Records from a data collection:

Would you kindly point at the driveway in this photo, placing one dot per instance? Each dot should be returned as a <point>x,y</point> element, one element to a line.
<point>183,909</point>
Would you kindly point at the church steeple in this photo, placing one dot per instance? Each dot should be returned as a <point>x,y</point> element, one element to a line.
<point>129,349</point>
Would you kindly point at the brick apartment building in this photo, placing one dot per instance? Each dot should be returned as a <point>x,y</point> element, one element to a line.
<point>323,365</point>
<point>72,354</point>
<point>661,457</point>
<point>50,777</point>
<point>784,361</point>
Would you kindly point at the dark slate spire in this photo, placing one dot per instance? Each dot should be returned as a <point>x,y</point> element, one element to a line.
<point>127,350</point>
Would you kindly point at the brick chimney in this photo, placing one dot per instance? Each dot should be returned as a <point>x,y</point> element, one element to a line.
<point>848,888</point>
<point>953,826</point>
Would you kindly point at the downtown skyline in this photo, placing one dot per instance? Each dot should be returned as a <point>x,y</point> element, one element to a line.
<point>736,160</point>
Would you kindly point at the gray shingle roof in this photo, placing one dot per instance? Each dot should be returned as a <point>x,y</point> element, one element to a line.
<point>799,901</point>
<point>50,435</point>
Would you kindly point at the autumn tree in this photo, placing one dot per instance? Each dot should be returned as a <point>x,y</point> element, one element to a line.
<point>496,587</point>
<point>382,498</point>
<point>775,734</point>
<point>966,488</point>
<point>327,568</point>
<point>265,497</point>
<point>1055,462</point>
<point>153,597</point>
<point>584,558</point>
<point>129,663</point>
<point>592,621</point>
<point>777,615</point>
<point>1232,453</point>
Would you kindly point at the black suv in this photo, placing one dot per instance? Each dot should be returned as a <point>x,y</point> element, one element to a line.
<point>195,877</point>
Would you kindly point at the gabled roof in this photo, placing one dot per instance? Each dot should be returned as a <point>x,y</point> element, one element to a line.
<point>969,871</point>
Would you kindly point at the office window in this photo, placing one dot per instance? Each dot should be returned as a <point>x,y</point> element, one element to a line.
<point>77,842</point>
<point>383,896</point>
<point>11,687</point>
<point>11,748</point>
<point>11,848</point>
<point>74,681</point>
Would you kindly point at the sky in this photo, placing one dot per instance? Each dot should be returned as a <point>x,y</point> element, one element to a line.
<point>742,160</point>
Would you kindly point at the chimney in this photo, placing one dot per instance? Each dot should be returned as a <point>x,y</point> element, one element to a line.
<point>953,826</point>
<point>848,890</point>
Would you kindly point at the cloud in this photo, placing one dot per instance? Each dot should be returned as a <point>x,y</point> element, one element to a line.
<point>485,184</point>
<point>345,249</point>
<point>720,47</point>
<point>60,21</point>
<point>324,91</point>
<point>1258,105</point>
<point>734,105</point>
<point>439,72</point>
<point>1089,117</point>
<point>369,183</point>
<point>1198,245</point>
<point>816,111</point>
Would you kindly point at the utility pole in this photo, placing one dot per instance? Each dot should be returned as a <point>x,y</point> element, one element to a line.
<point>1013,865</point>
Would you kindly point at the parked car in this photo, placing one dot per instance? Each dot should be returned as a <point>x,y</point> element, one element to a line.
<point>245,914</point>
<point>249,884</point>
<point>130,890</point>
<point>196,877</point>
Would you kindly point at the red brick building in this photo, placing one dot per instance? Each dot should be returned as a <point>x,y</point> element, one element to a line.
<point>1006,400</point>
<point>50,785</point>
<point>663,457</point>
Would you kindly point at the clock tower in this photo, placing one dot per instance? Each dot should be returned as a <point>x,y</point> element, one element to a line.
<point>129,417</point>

Task description: Every record, from top to bottom, must be transcribed exactly.

Task response:
Would you kindly point at the driveway in this photo, placing one dot per instance? Each dot should be returned as a <point>x,y</point> element, one element to a line.
<point>183,909</point>
Would you kindly point at the church steeple in this photo, placing one dot per instance? Each dot should be returned as a <point>x,y</point> element, one element to a line.
<point>129,349</point>
Would you kindly point at the brick apartment building in this photo, placing one dot per instance? Each dot should be returned as a <point>x,y</point> element, one element to a line.
<point>323,365</point>
<point>72,354</point>
<point>661,457</point>
<point>50,777</point>
<point>784,361</point>
Would you kindly point at the dark slate spire in this photo, placing one dot per instance? Each dot should be returned as a <point>x,y</point> element, one element to a line.
<point>127,350</point>
Would you kindly point at the brick chimney in this photo, placing one dot per instance? Each dot should be returned as a <point>x,y</point> element, one element to a line.
<point>848,888</point>
<point>953,826</point>
Would you kindly point at the downtown skyline in this photo, placing one dot per instance? Each dot should be returned as a <point>x,y</point> element, one element to a line.
<point>736,160</point>
Would you kindly point at the gray shingle roof in this photo, placing one dot per instance? Each dot should be returned as a <point>x,y</point> element, one element to a line.
<point>799,901</point>
<point>50,435</point>
Would you kindly point at the autumn tree in this photo, placing one dot per instance? Each dot should be returned as a <point>x,y</point> element, one element to a line.
<point>496,587</point>
<point>382,498</point>
<point>775,734</point>
<point>966,488</point>
<point>327,568</point>
<point>265,497</point>
<point>1055,462</point>
<point>153,597</point>
<point>584,558</point>
<point>129,663</point>
<point>592,621</point>
<point>777,615</point>
<point>1232,453</point>
Would you kindly point at the black suv in this photo, placing one dot per instance? Each dot should be returned as a <point>x,y</point> element, one element to a line.
<point>195,877</point>
Would you kindly point at the gabled roof in this photo, placing one dot per instance? Each dot should be returned as a <point>x,y</point> element, one element to a line.
<point>969,871</point>
Would you kindly point at the office window in this photo, placing one dot per instance? Each dot should be returned as a <point>x,y</point> element, one element to a line.
<point>77,842</point>
<point>383,896</point>
<point>11,687</point>
<point>11,748</point>
<point>11,848</point>
<point>74,681</point>
Would you kindly point at the sky in this photo, placing one dot per instance? Each dot should be returned as a <point>x,y</point> element, one element to a line.
<point>742,160</point>
Would you kindly point at the chimney in this photo, placing one dot per instance? Each dot should be returned as a <point>x,y</point> element, one element to a line.
<point>953,826</point>
<point>848,890</point>
Would you kindly point at the cloud in this photo, placing one dot per instance? Each dot should be returned as a <point>x,y</point> element, one element to a line.
<point>485,184</point>
<point>345,249</point>
<point>720,47</point>
<point>60,21</point>
<point>324,91</point>
<point>1258,105</point>
<point>734,105</point>
<point>439,72</point>
<point>1089,117</point>
<point>369,183</point>
<point>1198,245</point>
<point>816,111</point>
Would you kindly point at the utility pole in this photo, placing one dot per instance? Each dot should be returned as a <point>x,y</point> element, one element to a line.
<point>1013,865</point>
Would you kindly point at the parked car in this photo, placing one dot per instance? Each dot should be returned as a <point>x,y</point> element, one element to a line.
<point>245,914</point>
<point>249,884</point>
<point>130,890</point>
<point>196,877</point>
Would you kindly point at the red brick building in this photo, placing one dot per instance? Each dot should be returned as a <point>x,y</point> element, one element to a line.
<point>1006,400</point>
<point>50,785</point>
<point>663,457</point>
Would you kindly point at the clock tower in this photo, placing one dot per instance? Each dot should be returned as a <point>x,y</point> element, one element to a line.
<point>129,417</point>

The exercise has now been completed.